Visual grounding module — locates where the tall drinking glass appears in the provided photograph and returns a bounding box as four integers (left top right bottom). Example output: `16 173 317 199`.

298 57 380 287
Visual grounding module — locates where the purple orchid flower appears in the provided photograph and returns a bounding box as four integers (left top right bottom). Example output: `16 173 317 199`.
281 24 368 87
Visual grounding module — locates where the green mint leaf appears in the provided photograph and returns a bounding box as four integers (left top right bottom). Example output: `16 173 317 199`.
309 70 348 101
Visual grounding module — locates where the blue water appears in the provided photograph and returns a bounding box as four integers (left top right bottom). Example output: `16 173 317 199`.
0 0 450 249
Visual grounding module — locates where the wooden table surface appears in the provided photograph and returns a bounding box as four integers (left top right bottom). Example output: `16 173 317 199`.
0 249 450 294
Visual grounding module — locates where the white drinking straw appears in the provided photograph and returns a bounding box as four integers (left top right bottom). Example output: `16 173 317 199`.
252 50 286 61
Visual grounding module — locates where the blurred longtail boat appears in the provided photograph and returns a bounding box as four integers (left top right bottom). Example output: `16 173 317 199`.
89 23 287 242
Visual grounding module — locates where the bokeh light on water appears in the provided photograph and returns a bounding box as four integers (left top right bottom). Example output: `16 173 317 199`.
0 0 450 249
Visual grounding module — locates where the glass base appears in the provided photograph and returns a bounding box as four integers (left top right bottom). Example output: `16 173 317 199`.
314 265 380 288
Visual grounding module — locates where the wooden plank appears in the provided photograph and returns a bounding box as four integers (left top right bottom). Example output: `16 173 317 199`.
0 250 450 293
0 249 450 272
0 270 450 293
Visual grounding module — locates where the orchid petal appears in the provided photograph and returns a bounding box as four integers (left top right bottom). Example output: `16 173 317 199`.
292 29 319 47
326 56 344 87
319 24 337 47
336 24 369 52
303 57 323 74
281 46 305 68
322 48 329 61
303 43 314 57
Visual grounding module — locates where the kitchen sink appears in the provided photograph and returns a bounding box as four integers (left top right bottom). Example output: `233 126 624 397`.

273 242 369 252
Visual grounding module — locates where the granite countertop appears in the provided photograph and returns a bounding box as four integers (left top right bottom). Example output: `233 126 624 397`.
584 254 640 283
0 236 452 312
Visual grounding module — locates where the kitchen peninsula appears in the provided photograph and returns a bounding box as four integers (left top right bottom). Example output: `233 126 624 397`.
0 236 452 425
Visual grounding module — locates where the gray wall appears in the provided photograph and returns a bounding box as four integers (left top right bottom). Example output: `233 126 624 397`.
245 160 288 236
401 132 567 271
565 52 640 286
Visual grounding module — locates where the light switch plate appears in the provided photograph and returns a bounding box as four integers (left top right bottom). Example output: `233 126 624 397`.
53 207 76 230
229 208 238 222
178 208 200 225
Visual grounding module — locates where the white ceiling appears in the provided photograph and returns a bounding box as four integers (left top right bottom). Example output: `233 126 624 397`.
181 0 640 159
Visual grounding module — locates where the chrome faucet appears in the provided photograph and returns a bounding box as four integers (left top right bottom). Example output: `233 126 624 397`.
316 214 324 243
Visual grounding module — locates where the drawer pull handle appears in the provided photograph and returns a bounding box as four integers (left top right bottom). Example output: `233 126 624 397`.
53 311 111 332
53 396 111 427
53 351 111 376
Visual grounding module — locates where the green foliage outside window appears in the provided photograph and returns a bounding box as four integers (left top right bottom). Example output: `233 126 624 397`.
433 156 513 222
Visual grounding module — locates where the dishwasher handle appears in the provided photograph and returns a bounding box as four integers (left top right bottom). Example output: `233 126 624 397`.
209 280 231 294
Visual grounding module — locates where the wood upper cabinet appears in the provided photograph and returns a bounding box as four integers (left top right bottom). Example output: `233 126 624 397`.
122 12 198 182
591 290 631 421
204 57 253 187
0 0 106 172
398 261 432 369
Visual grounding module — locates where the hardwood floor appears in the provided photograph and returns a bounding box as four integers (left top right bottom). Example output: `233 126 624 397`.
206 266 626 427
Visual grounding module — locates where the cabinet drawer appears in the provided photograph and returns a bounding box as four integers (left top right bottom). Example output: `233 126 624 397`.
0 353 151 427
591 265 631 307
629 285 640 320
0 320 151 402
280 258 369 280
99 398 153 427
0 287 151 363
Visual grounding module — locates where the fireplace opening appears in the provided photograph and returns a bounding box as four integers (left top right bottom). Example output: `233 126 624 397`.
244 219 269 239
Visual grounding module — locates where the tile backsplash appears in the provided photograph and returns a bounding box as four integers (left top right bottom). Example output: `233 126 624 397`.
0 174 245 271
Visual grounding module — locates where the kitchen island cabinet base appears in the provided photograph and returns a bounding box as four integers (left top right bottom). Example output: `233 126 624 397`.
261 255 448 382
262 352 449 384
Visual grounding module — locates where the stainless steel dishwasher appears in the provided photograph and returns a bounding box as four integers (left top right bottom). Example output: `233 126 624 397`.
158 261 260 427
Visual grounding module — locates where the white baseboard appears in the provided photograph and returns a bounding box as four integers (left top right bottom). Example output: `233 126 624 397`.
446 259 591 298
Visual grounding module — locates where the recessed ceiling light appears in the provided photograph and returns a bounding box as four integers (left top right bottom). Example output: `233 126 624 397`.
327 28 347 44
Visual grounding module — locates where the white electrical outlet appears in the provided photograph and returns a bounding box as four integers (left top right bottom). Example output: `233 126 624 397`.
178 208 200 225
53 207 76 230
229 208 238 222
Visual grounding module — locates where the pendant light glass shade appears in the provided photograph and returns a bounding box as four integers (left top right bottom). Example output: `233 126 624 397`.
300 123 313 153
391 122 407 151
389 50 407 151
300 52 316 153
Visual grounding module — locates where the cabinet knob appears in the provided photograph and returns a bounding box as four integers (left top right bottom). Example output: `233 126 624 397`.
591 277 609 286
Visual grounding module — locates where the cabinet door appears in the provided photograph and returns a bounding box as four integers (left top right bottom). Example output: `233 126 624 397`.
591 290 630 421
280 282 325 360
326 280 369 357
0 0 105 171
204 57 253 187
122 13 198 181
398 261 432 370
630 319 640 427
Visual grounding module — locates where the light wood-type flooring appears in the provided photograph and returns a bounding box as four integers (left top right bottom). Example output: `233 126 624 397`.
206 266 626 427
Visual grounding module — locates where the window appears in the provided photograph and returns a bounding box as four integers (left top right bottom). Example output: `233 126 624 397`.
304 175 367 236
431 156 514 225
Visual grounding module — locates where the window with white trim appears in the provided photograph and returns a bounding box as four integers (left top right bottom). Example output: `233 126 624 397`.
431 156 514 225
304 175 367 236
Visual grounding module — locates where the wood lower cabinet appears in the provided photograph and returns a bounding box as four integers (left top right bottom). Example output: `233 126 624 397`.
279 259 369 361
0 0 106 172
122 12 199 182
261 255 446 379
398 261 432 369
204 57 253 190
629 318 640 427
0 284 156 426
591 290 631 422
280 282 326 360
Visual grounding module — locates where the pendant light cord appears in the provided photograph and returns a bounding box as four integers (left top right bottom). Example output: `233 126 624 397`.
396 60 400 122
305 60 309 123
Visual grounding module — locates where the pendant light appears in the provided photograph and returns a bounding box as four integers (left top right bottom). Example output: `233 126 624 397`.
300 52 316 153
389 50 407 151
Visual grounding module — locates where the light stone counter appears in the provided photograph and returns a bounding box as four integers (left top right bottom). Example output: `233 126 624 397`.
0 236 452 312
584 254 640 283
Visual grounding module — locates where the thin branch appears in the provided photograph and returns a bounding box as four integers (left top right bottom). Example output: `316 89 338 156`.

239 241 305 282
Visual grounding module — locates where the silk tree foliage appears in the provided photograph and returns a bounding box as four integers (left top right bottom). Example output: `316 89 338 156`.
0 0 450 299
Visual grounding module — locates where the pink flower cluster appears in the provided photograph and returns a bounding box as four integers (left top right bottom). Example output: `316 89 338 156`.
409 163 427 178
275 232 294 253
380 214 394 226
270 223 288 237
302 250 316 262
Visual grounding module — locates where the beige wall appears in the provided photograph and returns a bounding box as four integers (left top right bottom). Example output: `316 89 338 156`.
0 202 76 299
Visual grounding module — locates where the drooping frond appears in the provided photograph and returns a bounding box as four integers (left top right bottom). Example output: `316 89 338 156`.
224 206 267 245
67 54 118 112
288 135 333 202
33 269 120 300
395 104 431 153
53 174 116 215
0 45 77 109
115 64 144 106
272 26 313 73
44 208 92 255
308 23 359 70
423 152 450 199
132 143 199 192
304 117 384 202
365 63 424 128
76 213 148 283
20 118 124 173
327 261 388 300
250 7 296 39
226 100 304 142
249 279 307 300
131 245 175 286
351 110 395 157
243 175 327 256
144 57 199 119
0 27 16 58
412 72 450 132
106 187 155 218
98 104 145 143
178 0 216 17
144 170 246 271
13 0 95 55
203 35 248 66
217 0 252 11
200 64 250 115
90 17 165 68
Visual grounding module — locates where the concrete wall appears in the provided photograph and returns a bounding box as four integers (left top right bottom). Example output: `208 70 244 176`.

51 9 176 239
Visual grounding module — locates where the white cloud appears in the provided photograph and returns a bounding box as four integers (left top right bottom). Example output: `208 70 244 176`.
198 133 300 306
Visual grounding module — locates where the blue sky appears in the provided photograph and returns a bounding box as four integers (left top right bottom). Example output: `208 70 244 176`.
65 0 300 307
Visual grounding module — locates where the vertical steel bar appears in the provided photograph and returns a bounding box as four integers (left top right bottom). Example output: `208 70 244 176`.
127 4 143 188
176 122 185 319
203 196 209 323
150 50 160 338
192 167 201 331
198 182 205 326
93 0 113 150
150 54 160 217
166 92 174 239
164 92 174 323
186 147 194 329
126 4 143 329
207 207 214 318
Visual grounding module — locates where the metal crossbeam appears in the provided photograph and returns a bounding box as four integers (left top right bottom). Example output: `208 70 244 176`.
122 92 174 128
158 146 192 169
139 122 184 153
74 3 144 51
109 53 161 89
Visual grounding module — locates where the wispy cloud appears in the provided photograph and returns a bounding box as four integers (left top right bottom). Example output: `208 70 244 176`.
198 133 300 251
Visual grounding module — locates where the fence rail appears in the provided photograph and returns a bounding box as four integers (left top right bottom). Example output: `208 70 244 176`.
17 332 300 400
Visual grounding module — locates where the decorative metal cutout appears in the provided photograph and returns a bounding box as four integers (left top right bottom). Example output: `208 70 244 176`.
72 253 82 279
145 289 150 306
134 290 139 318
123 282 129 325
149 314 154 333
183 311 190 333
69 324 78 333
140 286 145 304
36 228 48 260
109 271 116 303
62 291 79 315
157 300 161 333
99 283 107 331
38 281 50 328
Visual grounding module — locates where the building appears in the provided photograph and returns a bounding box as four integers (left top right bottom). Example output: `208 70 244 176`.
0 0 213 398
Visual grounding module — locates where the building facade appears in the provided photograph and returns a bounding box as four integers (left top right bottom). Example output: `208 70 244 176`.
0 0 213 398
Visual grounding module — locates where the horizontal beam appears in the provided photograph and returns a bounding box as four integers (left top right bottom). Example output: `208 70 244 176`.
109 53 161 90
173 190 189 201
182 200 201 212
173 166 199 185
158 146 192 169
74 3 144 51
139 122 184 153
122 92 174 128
--------------------------------
— Задача для решения —
Замените «stainless steel» на «black» во фрагменте, который открывается строкой, содержащей «Visual grounding module — locates where the kitchen island», и закрывается строкой, содержащей «446 259 591 298», включая обе эти строки. Приведите только этот фрагмент, оставив всё остальное в нем без изменений.

— Ожидаемый ответ —
Visual grounding module — locates where the kitchen island cabinet base appears in the provided photograph and returns a bounding box as four integers (left top right bottom). Example output: `233 126 624 397`.
261 255 448 382
262 352 449 384
Visual grounding module — locates where the black dishwasher appears in the provided photograph and returns a bounding box as four integers (left top right bottom). Example output: `233 126 624 397`.
158 261 260 427
Visual grounding module — locates where the white baseboard appears in the provided photograph and returns a bounding box as four integers (left top right bottom). Example output: `233 126 624 397`.
446 259 591 298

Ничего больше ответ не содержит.